» Extract

The process of incoherent integration ignores the optical phase of
the reflected field, whereas coherent integration utilizes the
phase information. The process of integration works best if the
multiple measurements being integrated are in some way uncorrelated
from each other, so that the target fluctuations can be "averaged"
out. Speckle in a LIDAR system is comparable to a fluctuating
target in a RADAR system, and similar mathematical techniques can
be applied to mitigate the effects of speckle. However, the goal of
a high-speed coherent LIDAR system is to obtain range and Doppler
information from every scene pixel in a single scan of the field of
view. Thus integration over multiple scans, as used in RADAR
systems, cannot be directly applied to a LIDAR system.
[0087] The key to speckle mitigation in LIDAR systems is to obtain
multiple measurements over each scene pixel during each scan of the
field of view, and then coherently or incoherently integrate
(combine) these measurements to mitigate target fluctuations
(speckle). FIG. 13A and FIG. 13B illustrate two approaches to
obtain the multiple measurements. The common idea behind both
approaches is to divide the pixel into N subpixels, perform
separate LIDAR measurements on the subpixels, and coherently or
incoherently integrate these measurements to provide a composite
measurement for the pixel.
[0088] In the first approach shown in FIG. 13A, each scene pixel
1310 is partitioned into N subpixels 1320, where N is an integer
greater than one, that are measured sequentially. In the example of
FIG. 13A, N=3. Each subpixel is measured using an illumination beam
that is scanned across the pixel during the pixel measurement time
T.sub.M (as defined in FIG. 1). The angular size of the
illumination beam determines the subpixel size. A one-dimensional
scan is shown in FIG. 13A for simplicity, but other scanning
patterns are possible. N separate LIDAR measurements are
sequentially performed over these subpixels (each measurement takes
time T.sub.M/N), and these measurements are coherently or
incoherently integrated to determine the range and/or range-rate of
the pixel. A beam with a narrower angular size than the desired
pixel size can be implemented in multiple ways, e.g., by using a
scanning element with a larger aperture in the LIDAR system, or by
using a magnifying optic such as a telescope or a diffraction
grating to increase the size of the beam while using a scanner with
a small aperture. Note that the (near-field) size of the beam at
the LIDAR transmitter/receiver is inversely proportional to the
angular size of the beam in the far field (i.e., at the
target).
[0089] Alternatively, the LIDAR measurements on N subpixels within
a pixel can be performed simultaneously and in parallel, as
illustrated in FIG. 13B. In this example, N=4. The N subpixels are
simultaneously illuminated and imaged on different photodetectors
to obtain N different LIDAR measurements (range and/or range-rate).
In this case, each measurement is performed over the full pixel
measurement time T.sub.M. The N measurements are coherently or
incoherently integrated to provide a composite range and/or
range-rate of the pixel.
[0090] A hybrid of the techniques shown in FIG. 13A and FIG. 13B is
also possible. For example, a pixel may be divided into four
subpixels (as in FIG. 13B) which are scanned in two horizontal (as
shown in FIG. 13A) steps by two vertically-offset beams.
[0091] FIG. 14 is a schematic diagram of a coherent LIDAR system
1400 that performs simultaneous measurements of N subpixels within
each pixel. The system 1400 is similar to the LIDAR system 800 of
FIG. 8, but with N beams propagating in parallel though much of the
system.

» Data section
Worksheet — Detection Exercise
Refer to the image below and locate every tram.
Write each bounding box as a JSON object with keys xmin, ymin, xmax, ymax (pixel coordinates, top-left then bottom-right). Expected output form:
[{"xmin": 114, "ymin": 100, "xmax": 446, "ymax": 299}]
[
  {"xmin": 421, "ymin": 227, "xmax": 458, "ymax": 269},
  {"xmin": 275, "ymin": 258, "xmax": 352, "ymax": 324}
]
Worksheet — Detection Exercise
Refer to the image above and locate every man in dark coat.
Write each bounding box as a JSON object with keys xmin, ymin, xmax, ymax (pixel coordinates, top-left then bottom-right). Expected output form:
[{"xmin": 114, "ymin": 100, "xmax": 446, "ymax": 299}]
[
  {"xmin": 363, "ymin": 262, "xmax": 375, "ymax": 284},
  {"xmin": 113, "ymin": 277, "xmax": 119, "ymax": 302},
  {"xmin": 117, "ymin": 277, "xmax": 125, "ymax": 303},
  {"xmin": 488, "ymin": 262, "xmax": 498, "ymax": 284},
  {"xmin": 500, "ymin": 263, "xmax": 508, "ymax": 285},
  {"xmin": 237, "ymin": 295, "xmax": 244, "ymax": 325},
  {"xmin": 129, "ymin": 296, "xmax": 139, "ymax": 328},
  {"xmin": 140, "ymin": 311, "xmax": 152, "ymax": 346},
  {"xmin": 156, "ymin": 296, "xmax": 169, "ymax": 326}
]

» Exercise directions
Change "hybrid" to "combination" in the LIDAR passage and give that part of it again, beginning at the words "In this case, each" and stopping after "two vertically-offset beams.". The listing is material separate from the LIDAR passage.

» Solution for this exercise
In this case, each measurement is performed over the full pixel
measurement time T.sub.M. The N measurements are coherently or
incoherently integrated to provide a composite range and/or
range-rate of the pixel.
[0090] A combination of the techniques shown in FIG. 13A and FIG. 13B is
also possible. For example, a pixel may be divided into four
subpixels (as in FIG. 13B) which are scanned in two horizontal (as
shown in FIG. 13A) steps by two vertically-offset beams.